### What the task requires
Your response must be made up of each line in the data below that contains the string "drone".

### Records shown

^^^^^^^^

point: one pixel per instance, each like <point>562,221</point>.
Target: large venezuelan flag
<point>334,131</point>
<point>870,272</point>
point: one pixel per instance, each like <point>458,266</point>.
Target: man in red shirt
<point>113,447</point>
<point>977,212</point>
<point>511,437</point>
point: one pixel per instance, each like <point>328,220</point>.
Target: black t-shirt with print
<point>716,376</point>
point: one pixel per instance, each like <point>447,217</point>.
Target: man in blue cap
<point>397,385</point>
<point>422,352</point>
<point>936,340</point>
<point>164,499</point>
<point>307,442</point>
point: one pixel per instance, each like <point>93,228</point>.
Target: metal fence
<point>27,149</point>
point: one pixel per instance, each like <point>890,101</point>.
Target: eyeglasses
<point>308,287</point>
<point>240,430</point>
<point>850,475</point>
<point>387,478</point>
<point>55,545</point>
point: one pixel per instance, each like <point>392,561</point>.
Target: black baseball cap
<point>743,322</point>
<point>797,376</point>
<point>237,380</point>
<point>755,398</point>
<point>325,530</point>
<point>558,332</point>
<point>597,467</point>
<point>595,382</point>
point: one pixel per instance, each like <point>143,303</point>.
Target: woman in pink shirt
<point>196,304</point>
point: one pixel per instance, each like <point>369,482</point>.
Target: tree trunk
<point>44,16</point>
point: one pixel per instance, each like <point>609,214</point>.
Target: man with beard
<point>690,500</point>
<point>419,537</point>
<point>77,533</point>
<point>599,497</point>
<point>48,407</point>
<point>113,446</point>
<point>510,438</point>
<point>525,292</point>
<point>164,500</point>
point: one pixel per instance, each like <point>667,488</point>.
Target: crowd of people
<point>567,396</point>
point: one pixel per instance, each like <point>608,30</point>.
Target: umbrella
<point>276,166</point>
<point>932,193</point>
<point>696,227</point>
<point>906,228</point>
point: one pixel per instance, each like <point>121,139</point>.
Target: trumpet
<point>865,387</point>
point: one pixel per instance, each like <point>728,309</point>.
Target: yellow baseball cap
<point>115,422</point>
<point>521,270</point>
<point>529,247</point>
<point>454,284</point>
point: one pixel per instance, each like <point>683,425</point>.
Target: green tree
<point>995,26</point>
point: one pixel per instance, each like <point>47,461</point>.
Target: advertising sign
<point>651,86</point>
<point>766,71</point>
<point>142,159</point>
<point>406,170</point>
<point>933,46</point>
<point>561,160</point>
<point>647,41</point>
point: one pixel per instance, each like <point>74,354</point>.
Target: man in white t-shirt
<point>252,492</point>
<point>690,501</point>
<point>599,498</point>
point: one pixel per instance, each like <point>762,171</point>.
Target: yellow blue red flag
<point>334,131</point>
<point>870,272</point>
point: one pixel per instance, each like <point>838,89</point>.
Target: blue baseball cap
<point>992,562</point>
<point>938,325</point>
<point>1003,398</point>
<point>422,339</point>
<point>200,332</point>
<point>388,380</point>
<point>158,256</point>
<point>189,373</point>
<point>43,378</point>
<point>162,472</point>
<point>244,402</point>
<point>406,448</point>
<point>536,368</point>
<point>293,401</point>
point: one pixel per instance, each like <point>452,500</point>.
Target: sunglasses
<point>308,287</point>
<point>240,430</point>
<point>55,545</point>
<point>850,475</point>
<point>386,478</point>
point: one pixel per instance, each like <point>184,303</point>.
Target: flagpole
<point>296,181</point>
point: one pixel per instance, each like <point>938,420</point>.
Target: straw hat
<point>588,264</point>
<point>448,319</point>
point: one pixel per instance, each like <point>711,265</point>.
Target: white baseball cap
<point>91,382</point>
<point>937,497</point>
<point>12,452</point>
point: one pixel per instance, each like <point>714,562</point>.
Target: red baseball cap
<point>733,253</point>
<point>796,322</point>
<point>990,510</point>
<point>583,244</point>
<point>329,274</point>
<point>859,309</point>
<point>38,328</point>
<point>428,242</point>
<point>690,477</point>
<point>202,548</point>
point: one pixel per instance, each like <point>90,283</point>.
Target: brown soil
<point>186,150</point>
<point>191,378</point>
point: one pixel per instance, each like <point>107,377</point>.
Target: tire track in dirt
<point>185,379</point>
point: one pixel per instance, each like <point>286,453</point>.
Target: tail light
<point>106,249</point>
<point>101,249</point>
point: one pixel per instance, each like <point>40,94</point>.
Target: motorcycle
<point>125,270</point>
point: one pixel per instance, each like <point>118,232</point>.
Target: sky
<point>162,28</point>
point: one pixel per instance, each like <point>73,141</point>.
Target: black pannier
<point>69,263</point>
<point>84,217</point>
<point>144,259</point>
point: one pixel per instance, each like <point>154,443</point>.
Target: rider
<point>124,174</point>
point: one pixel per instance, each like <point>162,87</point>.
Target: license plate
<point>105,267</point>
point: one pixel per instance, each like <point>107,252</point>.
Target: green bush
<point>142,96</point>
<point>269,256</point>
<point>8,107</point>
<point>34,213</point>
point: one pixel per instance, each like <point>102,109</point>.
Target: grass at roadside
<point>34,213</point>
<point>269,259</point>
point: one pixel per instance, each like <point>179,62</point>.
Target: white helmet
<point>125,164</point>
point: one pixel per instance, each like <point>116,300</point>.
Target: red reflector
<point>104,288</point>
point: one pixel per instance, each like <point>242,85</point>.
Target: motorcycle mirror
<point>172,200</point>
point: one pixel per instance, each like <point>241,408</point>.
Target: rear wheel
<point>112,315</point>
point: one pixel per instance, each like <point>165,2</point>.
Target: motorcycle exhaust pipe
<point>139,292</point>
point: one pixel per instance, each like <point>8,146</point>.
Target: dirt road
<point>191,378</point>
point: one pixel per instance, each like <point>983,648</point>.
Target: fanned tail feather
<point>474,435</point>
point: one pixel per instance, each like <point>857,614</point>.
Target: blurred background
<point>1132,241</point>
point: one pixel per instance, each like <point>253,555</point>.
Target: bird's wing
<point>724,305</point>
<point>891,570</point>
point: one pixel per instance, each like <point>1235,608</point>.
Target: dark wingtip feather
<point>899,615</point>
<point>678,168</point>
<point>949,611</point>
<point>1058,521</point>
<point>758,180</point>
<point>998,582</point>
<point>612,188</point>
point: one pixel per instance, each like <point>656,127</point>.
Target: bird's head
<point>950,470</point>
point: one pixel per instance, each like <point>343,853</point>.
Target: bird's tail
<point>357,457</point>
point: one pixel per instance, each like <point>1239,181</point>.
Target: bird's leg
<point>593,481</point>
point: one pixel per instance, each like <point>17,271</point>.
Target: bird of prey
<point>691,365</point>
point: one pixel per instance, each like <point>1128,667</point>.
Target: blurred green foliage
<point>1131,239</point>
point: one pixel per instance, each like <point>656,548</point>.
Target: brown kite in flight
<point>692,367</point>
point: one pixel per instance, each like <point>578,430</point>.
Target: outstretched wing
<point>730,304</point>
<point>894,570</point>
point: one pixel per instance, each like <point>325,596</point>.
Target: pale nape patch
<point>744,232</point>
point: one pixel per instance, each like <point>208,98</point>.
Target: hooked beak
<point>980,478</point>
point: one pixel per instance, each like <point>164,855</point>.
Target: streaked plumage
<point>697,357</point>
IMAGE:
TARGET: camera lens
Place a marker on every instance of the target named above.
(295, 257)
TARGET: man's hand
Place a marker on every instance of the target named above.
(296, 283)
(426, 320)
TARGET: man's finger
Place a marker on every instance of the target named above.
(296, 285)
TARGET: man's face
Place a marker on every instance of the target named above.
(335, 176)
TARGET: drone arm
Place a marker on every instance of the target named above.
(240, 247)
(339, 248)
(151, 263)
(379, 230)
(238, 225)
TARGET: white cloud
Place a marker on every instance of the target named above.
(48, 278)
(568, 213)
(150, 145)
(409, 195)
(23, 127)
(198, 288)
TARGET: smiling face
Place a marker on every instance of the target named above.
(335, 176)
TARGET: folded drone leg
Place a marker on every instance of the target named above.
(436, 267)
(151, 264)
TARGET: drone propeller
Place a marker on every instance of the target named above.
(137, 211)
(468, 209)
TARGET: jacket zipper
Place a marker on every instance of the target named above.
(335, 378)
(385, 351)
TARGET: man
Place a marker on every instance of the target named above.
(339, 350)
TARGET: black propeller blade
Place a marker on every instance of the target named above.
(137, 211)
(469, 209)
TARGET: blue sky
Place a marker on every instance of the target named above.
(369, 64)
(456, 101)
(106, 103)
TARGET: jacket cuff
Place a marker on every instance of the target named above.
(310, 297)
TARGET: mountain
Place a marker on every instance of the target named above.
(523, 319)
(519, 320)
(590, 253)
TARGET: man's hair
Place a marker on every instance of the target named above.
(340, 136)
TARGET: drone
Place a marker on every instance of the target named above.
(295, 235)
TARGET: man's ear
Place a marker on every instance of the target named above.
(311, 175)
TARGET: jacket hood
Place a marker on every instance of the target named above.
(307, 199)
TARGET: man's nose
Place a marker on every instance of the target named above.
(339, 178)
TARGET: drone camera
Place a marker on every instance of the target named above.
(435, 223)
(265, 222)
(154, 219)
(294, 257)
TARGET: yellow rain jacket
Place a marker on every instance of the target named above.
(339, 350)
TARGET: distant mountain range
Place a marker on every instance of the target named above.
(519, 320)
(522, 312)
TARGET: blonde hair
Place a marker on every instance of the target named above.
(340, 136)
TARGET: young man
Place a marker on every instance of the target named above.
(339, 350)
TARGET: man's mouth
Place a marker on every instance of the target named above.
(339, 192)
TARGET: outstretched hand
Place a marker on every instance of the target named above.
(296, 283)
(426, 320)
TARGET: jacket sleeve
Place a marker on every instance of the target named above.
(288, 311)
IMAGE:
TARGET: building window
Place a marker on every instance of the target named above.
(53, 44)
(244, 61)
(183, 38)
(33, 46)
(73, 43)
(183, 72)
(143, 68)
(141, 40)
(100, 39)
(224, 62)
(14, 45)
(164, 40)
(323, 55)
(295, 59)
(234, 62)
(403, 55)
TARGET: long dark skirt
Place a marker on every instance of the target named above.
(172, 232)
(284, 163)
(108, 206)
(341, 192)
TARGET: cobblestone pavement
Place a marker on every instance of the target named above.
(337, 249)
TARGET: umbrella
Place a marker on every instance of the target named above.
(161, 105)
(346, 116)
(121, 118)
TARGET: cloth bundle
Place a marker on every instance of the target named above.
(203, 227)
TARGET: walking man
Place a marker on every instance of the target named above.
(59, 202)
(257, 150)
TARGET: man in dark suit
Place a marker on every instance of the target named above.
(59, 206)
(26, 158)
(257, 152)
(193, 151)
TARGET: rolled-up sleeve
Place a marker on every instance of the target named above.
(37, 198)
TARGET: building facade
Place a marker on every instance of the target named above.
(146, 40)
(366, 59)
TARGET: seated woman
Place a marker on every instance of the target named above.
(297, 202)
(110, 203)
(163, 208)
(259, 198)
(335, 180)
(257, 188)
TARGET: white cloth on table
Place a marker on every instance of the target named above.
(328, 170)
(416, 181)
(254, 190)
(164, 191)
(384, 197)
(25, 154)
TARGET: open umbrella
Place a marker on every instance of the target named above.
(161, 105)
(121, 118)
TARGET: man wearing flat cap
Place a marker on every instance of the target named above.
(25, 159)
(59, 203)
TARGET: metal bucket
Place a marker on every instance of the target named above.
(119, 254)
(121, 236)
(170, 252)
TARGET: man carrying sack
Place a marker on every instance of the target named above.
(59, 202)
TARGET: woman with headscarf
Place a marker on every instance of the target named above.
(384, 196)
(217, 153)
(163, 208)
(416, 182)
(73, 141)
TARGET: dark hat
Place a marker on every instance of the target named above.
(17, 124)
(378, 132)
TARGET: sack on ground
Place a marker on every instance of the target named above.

^^^^^^^^

### Answer to this exercise
TARGET: drone arm
TARGET: folded drone leg
TARGET: drone propeller
TARGET: drone
TARGET: drone camera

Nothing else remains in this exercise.